## About this task
Tell me how many lines in the data include "navy", and keep the reply to that number.
BEGIN Provided records
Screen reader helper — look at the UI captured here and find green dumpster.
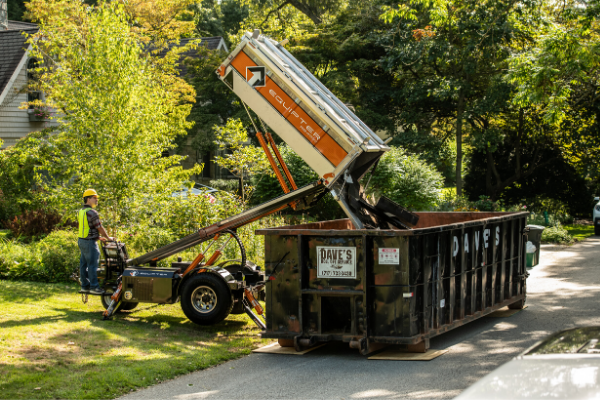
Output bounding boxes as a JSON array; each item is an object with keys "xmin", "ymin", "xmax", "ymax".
[{"xmin": 526, "ymin": 225, "xmax": 545, "ymax": 267}]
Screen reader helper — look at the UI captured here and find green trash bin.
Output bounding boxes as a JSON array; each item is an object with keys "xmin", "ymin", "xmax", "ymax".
[{"xmin": 526, "ymin": 225, "xmax": 545, "ymax": 267}]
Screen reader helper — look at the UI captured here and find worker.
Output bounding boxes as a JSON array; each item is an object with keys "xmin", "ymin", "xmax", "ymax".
[{"xmin": 78, "ymin": 189, "xmax": 114, "ymax": 295}]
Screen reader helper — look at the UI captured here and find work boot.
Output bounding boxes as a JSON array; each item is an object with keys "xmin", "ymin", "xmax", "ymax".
[{"xmin": 89, "ymin": 288, "xmax": 105, "ymax": 295}]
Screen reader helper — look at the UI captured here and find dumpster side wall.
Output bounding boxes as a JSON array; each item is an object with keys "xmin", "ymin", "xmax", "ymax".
[{"xmin": 262, "ymin": 213, "xmax": 528, "ymax": 345}]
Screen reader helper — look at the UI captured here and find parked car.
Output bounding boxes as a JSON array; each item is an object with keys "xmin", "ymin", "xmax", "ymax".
[
  {"xmin": 594, "ymin": 197, "xmax": 600, "ymax": 235},
  {"xmin": 171, "ymin": 183, "xmax": 219, "ymax": 202},
  {"xmin": 456, "ymin": 327, "xmax": 600, "ymax": 399}
]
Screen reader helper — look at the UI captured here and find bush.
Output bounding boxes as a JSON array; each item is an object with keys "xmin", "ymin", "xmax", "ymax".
[
  {"xmin": 250, "ymin": 145, "xmax": 345, "ymax": 221},
  {"xmin": 541, "ymin": 224, "xmax": 574, "ymax": 244},
  {"xmin": 364, "ymin": 146, "xmax": 444, "ymax": 211},
  {"xmin": 4, "ymin": 208, "xmax": 70, "ymax": 239},
  {"xmin": 126, "ymin": 226, "xmax": 177, "ymax": 256},
  {"xmin": 0, "ymin": 229, "xmax": 79, "ymax": 282},
  {"xmin": 209, "ymin": 179, "xmax": 240, "ymax": 194}
]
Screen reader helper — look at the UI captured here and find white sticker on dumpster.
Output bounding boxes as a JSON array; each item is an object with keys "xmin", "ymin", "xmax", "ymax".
[
  {"xmin": 317, "ymin": 246, "xmax": 356, "ymax": 279},
  {"xmin": 379, "ymin": 248, "xmax": 400, "ymax": 264}
]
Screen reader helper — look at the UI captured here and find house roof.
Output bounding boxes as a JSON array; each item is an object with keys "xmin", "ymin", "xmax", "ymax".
[
  {"xmin": 7, "ymin": 20, "xmax": 38, "ymax": 31},
  {"xmin": 159, "ymin": 37, "xmax": 228, "ymax": 78},
  {"xmin": 0, "ymin": 20, "xmax": 38, "ymax": 101}
]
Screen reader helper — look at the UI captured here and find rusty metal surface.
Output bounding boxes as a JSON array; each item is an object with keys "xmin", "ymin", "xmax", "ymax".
[{"xmin": 260, "ymin": 212, "xmax": 529, "ymax": 349}]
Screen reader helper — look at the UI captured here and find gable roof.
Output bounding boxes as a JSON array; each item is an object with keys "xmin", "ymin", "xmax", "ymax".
[
  {"xmin": 159, "ymin": 37, "xmax": 229, "ymax": 78},
  {"xmin": 0, "ymin": 20, "xmax": 38, "ymax": 102}
]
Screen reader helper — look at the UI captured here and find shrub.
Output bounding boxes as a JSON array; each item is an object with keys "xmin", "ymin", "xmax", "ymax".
[
  {"xmin": 209, "ymin": 179, "xmax": 240, "ymax": 194},
  {"xmin": 541, "ymin": 224, "xmax": 574, "ymax": 244},
  {"xmin": 250, "ymin": 145, "xmax": 345, "ymax": 221},
  {"xmin": 4, "ymin": 208, "xmax": 69, "ymax": 239},
  {"xmin": 0, "ymin": 229, "xmax": 79, "ymax": 282},
  {"xmin": 364, "ymin": 146, "xmax": 444, "ymax": 211},
  {"xmin": 126, "ymin": 226, "xmax": 177, "ymax": 256}
]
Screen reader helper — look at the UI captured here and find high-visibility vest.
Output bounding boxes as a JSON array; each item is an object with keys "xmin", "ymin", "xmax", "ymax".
[{"xmin": 78, "ymin": 208, "xmax": 91, "ymax": 239}]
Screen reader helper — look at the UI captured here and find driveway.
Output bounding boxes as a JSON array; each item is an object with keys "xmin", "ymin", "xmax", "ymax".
[{"xmin": 122, "ymin": 238, "xmax": 600, "ymax": 400}]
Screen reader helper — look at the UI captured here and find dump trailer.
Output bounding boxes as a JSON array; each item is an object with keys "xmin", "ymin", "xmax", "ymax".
[
  {"xmin": 96, "ymin": 29, "xmax": 404, "ymax": 327},
  {"xmin": 95, "ymin": 31, "xmax": 529, "ymax": 354}
]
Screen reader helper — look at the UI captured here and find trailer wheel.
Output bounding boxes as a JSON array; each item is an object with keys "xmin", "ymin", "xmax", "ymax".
[
  {"xmin": 100, "ymin": 292, "xmax": 139, "ymax": 313},
  {"xmin": 181, "ymin": 273, "xmax": 233, "ymax": 325}
]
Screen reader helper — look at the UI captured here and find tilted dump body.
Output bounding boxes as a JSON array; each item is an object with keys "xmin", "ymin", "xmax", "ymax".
[
  {"xmin": 217, "ymin": 31, "xmax": 390, "ymax": 228},
  {"xmin": 217, "ymin": 31, "xmax": 388, "ymax": 180}
]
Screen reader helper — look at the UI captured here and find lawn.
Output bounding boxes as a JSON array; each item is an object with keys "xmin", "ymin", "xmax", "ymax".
[
  {"xmin": 0, "ymin": 280, "xmax": 269, "ymax": 399},
  {"xmin": 564, "ymin": 224, "xmax": 596, "ymax": 241}
]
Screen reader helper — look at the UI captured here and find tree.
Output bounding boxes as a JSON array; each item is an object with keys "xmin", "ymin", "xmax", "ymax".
[
  {"xmin": 213, "ymin": 119, "xmax": 270, "ymax": 204},
  {"xmin": 363, "ymin": 146, "xmax": 444, "ymax": 211},
  {"xmin": 379, "ymin": 0, "xmax": 540, "ymax": 196},
  {"xmin": 23, "ymin": 1, "xmax": 199, "ymax": 229},
  {"xmin": 465, "ymin": 142, "xmax": 592, "ymax": 215}
]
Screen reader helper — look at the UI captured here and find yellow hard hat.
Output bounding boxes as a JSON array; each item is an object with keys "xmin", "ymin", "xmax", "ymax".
[{"xmin": 83, "ymin": 189, "xmax": 98, "ymax": 198}]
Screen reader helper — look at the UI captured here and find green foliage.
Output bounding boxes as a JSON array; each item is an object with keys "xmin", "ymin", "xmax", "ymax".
[
  {"xmin": 25, "ymin": 2, "xmax": 200, "ymax": 232},
  {"xmin": 0, "ymin": 229, "xmax": 79, "ymax": 282},
  {"xmin": 250, "ymin": 144, "xmax": 345, "ymax": 221},
  {"xmin": 182, "ymin": 46, "xmax": 243, "ymax": 157},
  {"xmin": 364, "ymin": 147, "xmax": 444, "ymax": 211},
  {"xmin": 465, "ymin": 144, "xmax": 593, "ymax": 216},
  {"xmin": 7, "ymin": 0, "xmax": 28, "ymax": 21},
  {"xmin": 251, "ymin": 144, "xmax": 319, "ymax": 204},
  {"xmin": 213, "ymin": 119, "xmax": 270, "ymax": 203},
  {"xmin": 4, "ymin": 208, "xmax": 66, "ymax": 239},
  {"xmin": 507, "ymin": 0, "xmax": 600, "ymax": 125},
  {"xmin": 209, "ymin": 179, "xmax": 240, "ymax": 193},
  {"xmin": 0, "ymin": 129, "xmax": 57, "ymax": 222},
  {"xmin": 541, "ymin": 224, "xmax": 574, "ymax": 245}
]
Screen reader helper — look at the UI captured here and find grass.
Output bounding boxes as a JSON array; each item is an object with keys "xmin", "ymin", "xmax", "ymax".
[
  {"xmin": 0, "ymin": 280, "xmax": 270, "ymax": 399},
  {"xmin": 564, "ymin": 224, "xmax": 596, "ymax": 241}
]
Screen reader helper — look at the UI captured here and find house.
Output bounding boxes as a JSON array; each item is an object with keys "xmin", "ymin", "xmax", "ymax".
[{"xmin": 0, "ymin": 14, "xmax": 58, "ymax": 148}]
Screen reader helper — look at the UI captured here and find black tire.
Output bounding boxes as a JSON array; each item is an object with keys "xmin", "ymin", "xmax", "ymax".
[
  {"xmin": 180, "ymin": 273, "xmax": 233, "ymax": 325},
  {"xmin": 100, "ymin": 291, "xmax": 139, "ymax": 313},
  {"xmin": 595, "ymin": 224, "xmax": 600, "ymax": 236}
]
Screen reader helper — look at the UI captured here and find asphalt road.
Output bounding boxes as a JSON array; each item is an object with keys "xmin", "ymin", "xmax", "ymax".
[{"xmin": 122, "ymin": 237, "xmax": 600, "ymax": 400}]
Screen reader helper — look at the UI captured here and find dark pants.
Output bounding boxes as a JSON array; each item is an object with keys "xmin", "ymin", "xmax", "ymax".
[{"xmin": 78, "ymin": 238, "xmax": 100, "ymax": 290}]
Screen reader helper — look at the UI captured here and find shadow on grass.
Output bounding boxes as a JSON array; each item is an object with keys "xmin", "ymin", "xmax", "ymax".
[
  {"xmin": 0, "ymin": 304, "xmax": 248, "ymax": 334},
  {"xmin": 0, "ymin": 280, "xmax": 74, "ymax": 303}
]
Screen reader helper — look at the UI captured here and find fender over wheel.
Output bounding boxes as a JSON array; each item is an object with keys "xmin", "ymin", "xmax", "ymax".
[{"xmin": 180, "ymin": 273, "xmax": 233, "ymax": 325}]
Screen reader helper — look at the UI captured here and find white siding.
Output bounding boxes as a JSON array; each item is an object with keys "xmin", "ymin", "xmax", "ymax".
[{"xmin": 0, "ymin": 58, "xmax": 58, "ymax": 148}]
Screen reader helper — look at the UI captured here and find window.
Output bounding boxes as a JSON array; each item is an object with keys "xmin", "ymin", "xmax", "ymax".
[{"xmin": 27, "ymin": 58, "xmax": 42, "ymax": 105}]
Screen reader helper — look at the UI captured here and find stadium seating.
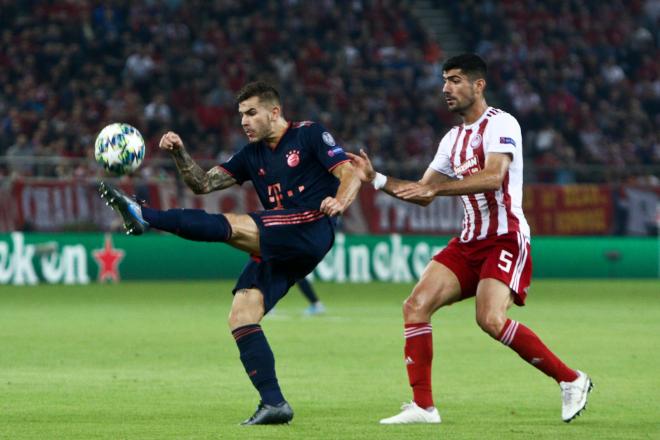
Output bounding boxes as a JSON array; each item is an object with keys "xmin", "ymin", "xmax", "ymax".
[
  {"xmin": 445, "ymin": 0, "xmax": 659, "ymax": 183},
  {"xmin": 0, "ymin": 0, "xmax": 657, "ymax": 183}
]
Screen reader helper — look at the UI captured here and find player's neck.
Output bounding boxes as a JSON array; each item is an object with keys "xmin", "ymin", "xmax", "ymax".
[
  {"xmin": 264, "ymin": 119, "xmax": 290, "ymax": 149},
  {"xmin": 461, "ymin": 100, "xmax": 489, "ymax": 126}
]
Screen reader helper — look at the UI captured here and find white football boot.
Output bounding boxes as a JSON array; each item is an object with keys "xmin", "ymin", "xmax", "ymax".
[
  {"xmin": 560, "ymin": 370, "xmax": 593, "ymax": 422},
  {"xmin": 379, "ymin": 401, "xmax": 441, "ymax": 424}
]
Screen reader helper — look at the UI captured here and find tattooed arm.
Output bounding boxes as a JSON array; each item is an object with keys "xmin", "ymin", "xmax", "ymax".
[
  {"xmin": 171, "ymin": 149, "xmax": 236, "ymax": 194},
  {"xmin": 159, "ymin": 131, "xmax": 236, "ymax": 194}
]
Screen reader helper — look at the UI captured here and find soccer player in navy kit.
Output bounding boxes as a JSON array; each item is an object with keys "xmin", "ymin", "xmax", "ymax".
[{"xmin": 99, "ymin": 81, "xmax": 361, "ymax": 425}]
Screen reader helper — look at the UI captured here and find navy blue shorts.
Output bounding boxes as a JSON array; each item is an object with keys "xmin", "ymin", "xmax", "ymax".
[{"xmin": 233, "ymin": 208, "xmax": 335, "ymax": 312}]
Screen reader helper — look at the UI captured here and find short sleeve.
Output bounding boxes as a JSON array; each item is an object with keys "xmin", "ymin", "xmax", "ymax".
[
  {"xmin": 220, "ymin": 145, "xmax": 251, "ymax": 184},
  {"xmin": 305, "ymin": 123, "xmax": 350, "ymax": 171},
  {"xmin": 429, "ymin": 129, "xmax": 456, "ymax": 177},
  {"xmin": 484, "ymin": 113, "xmax": 522, "ymax": 157}
]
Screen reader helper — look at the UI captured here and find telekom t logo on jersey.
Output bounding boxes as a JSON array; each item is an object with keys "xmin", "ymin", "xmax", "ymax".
[{"xmin": 267, "ymin": 183, "xmax": 284, "ymax": 208}]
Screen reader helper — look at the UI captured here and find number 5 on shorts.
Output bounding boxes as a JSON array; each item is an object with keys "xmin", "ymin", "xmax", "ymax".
[{"xmin": 498, "ymin": 250, "xmax": 514, "ymax": 273}]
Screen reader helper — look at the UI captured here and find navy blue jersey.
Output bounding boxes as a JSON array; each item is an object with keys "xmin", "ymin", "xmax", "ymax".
[{"xmin": 220, "ymin": 121, "xmax": 350, "ymax": 210}]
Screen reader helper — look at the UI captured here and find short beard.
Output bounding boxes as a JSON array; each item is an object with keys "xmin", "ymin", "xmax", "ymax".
[{"xmin": 450, "ymin": 96, "xmax": 475, "ymax": 115}]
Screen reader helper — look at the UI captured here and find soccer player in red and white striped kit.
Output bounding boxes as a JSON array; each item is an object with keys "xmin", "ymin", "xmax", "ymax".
[{"xmin": 348, "ymin": 53, "xmax": 592, "ymax": 424}]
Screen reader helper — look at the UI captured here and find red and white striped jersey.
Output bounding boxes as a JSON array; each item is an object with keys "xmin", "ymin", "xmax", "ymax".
[{"xmin": 429, "ymin": 107, "xmax": 530, "ymax": 242}]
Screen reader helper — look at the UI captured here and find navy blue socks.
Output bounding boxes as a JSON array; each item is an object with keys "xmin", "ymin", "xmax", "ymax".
[
  {"xmin": 297, "ymin": 278, "xmax": 319, "ymax": 303},
  {"xmin": 141, "ymin": 207, "xmax": 232, "ymax": 242},
  {"xmin": 232, "ymin": 324, "xmax": 285, "ymax": 405}
]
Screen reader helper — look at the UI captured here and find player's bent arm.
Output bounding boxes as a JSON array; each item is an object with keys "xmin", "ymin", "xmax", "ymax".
[
  {"xmin": 171, "ymin": 148, "xmax": 237, "ymax": 194},
  {"xmin": 204, "ymin": 166, "xmax": 238, "ymax": 193},
  {"xmin": 431, "ymin": 152, "xmax": 511, "ymax": 196},
  {"xmin": 329, "ymin": 161, "xmax": 362, "ymax": 212},
  {"xmin": 382, "ymin": 168, "xmax": 452, "ymax": 206},
  {"xmin": 346, "ymin": 148, "xmax": 449, "ymax": 206}
]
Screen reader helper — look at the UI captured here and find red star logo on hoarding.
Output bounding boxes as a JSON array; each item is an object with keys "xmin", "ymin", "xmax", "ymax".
[{"xmin": 93, "ymin": 234, "xmax": 125, "ymax": 282}]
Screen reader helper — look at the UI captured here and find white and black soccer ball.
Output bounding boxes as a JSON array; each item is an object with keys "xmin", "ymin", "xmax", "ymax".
[{"xmin": 94, "ymin": 123, "xmax": 145, "ymax": 175}]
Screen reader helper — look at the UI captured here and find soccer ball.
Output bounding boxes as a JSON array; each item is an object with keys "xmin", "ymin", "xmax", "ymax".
[{"xmin": 94, "ymin": 123, "xmax": 145, "ymax": 175}]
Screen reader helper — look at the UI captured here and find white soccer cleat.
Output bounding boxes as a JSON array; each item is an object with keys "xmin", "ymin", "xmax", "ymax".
[
  {"xmin": 379, "ymin": 401, "xmax": 441, "ymax": 424},
  {"xmin": 560, "ymin": 370, "xmax": 593, "ymax": 422}
]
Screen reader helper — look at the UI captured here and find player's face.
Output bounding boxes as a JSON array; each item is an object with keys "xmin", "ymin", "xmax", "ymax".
[
  {"xmin": 238, "ymin": 96, "xmax": 278, "ymax": 142},
  {"xmin": 442, "ymin": 69, "xmax": 482, "ymax": 113}
]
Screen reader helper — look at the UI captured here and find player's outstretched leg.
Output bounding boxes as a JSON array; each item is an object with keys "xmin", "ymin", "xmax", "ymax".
[
  {"xmin": 139, "ymin": 206, "xmax": 232, "ymax": 242},
  {"xmin": 476, "ymin": 279, "xmax": 593, "ymax": 422},
  {"xmin": 99, "ymin": 181, "xmax": 233, "ymax": 242},
  {"xmin": 98, "ymin": 182, "xmax": 149, "ymax": 235},
  {"xmin": 497, "ymin": 319, "xmax": 593, "ymax": 422}
]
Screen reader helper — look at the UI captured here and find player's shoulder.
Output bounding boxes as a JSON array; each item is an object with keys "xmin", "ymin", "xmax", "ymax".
[
  {"xmin": 291, "ymin": 120, "xmax": 316, "ymax": 128},
  {"xmin": 291, "ymin": 120, "xmax": 338, "ymax": 145},
  {"xmin": 239, "ymin": 140, "xmax": 259, "ymax": 153},
  {"xmin": 440, "ymin": 125, "xmax": 462, "ymax": 142},
  {"xmin": 486, "ymin": 107, "xmax": 521, "ymax": 128},
  {"xmin": 291, "ymin": 120, "xmax": 319, "ymax": 131},
  {"xmin": 441, "ymin": 124, "xmax": 462, "ymax": 137},
  {"xmin": 291, "ymin": 120, "xmax": 321, "ymax": 139}
]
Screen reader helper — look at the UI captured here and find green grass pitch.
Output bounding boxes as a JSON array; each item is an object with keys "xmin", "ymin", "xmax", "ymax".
[{"xmin": 1, "ymin": 279, "xmax": 658, "ymax": 439}]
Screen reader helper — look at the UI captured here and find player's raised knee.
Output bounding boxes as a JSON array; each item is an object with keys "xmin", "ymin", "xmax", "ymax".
[
  {"xmin": 402, "ymin": 293, "xmax": 433, "ymax": 322},
  {"xmin": 228, "ymin": 308, "xmax": 258, "ymax": 329},
  {"xmin": 228, "ymin": 300, "xmax": 264, "ymax": 329},
  {"xmin": 475, "ymin": 311, "xmax": 507, "ymax": 338}
]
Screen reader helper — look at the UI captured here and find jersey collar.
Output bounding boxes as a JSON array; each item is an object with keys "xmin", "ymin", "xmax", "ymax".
[
  {"xmin": 265, "ymin": 121, "xmax": 292, "ymax": 151},
  {"xmin": 462, "ymin": 106, "xmax": 492, "ymax": 130}
]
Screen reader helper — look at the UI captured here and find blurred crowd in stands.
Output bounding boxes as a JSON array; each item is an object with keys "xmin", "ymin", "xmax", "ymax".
[
  {"xmin": 448, "ymin": 0, "xmax": 659, "ymax": 183},
  {"xmin": 0, "ymin": 0, "xmax": 658, "ymax": 184}
]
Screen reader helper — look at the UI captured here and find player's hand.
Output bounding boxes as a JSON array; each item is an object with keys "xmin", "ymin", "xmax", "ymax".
[
  {"xmin": 346, "ymin": 149, "xmax": 376, "ymax": 183},
  {"xmin": 320, "ymin": 196, "xmax": 346, "ymax": 216},
  {"xmin": 394, "ymin": 182, "xmax": 437, "ymax": 203},
  {"xmin": 159, "ymin": 131, "xmax": 184, "ymax": 152}
]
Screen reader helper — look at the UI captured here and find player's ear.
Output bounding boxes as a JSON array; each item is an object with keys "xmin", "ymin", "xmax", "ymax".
[
  {"xmin": 271, "ymin": 104, "xmax": 281, "ymax": 121},
  {"xmin": 474, "ymin": 78, "xmax": 486, "ymax": 95}
]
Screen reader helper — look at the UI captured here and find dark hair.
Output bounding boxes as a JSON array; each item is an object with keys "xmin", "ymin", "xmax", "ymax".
[
  {"xmin": 443, "ymin": 53, "xmax": 487, "ymax": 80},
  {"xmin": 235, "ymin": 81, "xmax": 281, "ymax": 105}
]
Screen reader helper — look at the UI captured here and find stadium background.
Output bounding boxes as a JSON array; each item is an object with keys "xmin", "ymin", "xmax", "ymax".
[
  {"xmin": 0, "ymin": 1, "xmax": 658, "ymax": 439},
  {"xmin": 0, "ymin": 0, "xmax": 657, "ymax": 282}
]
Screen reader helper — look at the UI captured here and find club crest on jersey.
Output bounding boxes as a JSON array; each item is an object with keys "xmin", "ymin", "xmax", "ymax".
[
  {"xmin": 322, "ymin": 131, "xmax": 336, "ymax": 146},
  {"xmin": 453, "ymin": 156, "xmax": 480, "ymax": 176},
  {"xmin": 470, "ymin": 133, "xmax": 482, "ymax": 148},
  {"xmin": 286, "ymin": 150, "xmax": 300, "ymax": 167}
]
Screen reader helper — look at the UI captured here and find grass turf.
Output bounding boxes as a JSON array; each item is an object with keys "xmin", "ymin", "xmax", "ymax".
[{"xmin": 0, "ymin": 279, "xmax": 658, "ymax": 439}]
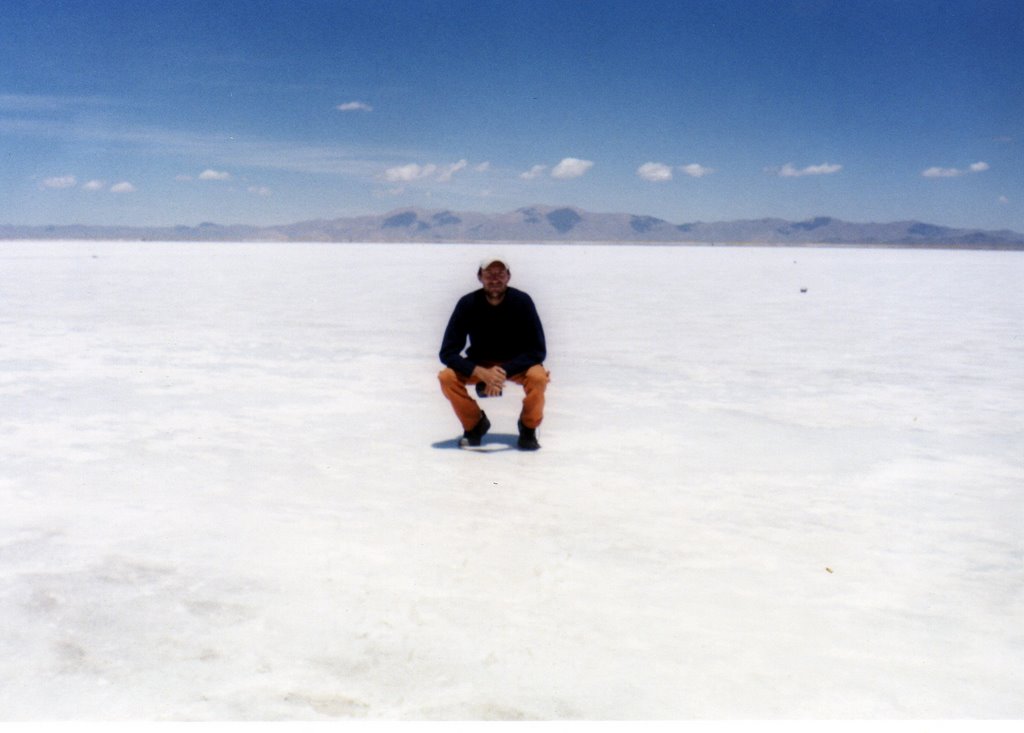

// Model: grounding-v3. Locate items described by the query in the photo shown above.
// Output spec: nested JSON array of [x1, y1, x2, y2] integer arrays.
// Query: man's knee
[[523, 364, 550, 389], [438, 367, 458, 386]]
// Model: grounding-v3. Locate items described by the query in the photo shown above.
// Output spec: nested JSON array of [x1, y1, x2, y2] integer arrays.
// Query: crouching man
[[438, 257, 549, 450]]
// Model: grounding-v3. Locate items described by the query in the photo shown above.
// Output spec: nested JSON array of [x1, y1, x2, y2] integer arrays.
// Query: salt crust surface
[[1, 241, 1021, 719]]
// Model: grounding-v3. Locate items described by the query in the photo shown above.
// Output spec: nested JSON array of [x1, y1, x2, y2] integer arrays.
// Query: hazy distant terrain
[[3, 205, 1023, 248]]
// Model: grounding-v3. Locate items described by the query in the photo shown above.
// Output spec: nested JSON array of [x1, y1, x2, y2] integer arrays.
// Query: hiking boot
[[517, 419, 540, 451], [459, 411, 491, 447]]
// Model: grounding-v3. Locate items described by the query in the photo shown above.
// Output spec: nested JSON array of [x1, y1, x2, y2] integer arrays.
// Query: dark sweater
[[439, 287, 546, 378]]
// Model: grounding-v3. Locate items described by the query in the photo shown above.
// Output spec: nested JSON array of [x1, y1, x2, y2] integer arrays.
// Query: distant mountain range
[[3, 205, 1023, 249]]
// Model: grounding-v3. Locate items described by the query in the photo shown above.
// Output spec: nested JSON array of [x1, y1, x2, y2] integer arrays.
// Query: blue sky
[[2, 0, 1021, 230]]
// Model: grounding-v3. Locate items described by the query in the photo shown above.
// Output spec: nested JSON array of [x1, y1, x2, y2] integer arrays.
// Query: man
END Provided records
## Expected answer
4